Excerpts from bounding box data:
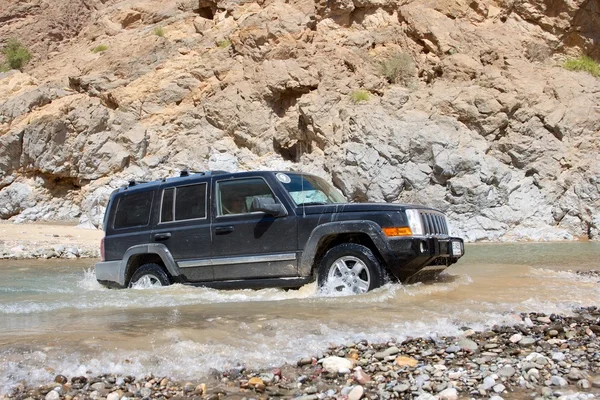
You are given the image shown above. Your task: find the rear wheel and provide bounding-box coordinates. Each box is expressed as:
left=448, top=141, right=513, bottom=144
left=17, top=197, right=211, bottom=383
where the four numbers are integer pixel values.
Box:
left=129, top=264, right=171, bottom=287
left=318, top=243, right=387, bottom=293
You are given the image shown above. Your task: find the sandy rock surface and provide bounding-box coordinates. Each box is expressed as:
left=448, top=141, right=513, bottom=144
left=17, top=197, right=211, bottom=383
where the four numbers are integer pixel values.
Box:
left=0, top=0, right=600, bottom=241
left=0, top=221, right=104, bottom=259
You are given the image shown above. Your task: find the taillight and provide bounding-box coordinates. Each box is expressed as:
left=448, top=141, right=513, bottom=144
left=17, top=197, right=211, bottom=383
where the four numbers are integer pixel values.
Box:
left=100, top=238, right=105, bottom=261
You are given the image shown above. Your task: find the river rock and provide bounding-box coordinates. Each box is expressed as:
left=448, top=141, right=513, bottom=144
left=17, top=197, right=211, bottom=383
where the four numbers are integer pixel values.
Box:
left=354, top=367, right=371, bottom=385
left=519, top=337, right=535, bottom=347
left=45, top=390, right=60, bottom=400
left=498, top=365, right=516, bottom=378
left=446, top=344, right=461, bottom=354
left=457, top=339, right=478, bottom=351
left=396, top=356, right=419, bottom=368
left=322, top=356, right=353, bottom=374
left=509, top=333, right=523, bottom=343
left=482, top=376, right=496, bottom=390
left=348, top=385, right=365, bottom=400
left=437, top=388, right=458, bottom=400
left=392, top=383, right=410, bottom=393
left=550, top=375, right=569, bottom=387
left=106, top=392, right=121, bottom=400
left=492, top=383, right=506, bottom=393
left=577, top=379, right=592, bottom=390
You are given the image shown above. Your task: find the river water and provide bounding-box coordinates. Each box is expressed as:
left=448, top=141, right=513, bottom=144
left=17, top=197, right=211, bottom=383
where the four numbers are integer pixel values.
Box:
left=0, top=242, right=600, bottom=394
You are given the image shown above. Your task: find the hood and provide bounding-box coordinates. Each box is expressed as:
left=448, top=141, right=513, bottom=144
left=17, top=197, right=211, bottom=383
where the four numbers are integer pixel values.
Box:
left=299, top=203, right=438, bottom=214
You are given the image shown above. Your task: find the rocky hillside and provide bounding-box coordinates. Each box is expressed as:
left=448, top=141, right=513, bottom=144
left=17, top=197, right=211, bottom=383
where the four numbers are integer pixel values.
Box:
left=0, top=0, right=600, bottom=241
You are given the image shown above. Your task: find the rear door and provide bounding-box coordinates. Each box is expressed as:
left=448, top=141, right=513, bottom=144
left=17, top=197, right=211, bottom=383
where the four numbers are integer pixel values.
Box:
left=152, top=180, right=213, bottom=281
left=211, top=175, right=298, bottom=280
left=104, top=189, right=156, bottom=261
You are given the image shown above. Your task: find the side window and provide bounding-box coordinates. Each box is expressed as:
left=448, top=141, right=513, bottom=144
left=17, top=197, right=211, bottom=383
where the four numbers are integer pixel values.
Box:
left=113, top=192, right=154, bottom=229
left=217, top=178, right=275, bottom=215
left=160, top=183, right=207, bottom=223
left=160, top=188, right=175, bottom=222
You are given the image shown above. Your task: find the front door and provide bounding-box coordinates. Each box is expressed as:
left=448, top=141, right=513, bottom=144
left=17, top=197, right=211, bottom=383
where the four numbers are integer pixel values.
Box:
left=211, top=176, right=298, bottom=280
left=152, top=182, right=213, bottom=282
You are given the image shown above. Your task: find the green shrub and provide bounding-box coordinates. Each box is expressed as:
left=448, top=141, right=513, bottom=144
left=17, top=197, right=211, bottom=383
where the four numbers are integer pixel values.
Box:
left=92, top=44, right=108, bottom=53
left=563, top=56, right=600, bottom=77
left=350, top=89, right=371, bottom=104
left=379, top=53, right=417, bottom=85
left=2, top=39, right=31, bottom=69
left=217, top=39, right=231, bottom=49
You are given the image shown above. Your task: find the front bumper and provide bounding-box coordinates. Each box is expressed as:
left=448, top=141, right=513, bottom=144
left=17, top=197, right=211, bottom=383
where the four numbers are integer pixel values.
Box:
left=95, top=260, right=125, bottom=287
left=387, top=237, right=465, bottom=283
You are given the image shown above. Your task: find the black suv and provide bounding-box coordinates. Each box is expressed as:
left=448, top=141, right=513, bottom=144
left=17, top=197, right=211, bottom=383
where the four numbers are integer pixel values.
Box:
left=96, top=171, right=464, bottom=293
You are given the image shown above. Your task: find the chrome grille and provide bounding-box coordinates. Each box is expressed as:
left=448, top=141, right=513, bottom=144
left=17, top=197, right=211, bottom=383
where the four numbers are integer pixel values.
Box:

* Written problem *
How many lines above contain the word "front"? Reply with the number alone.

* Correct response *
2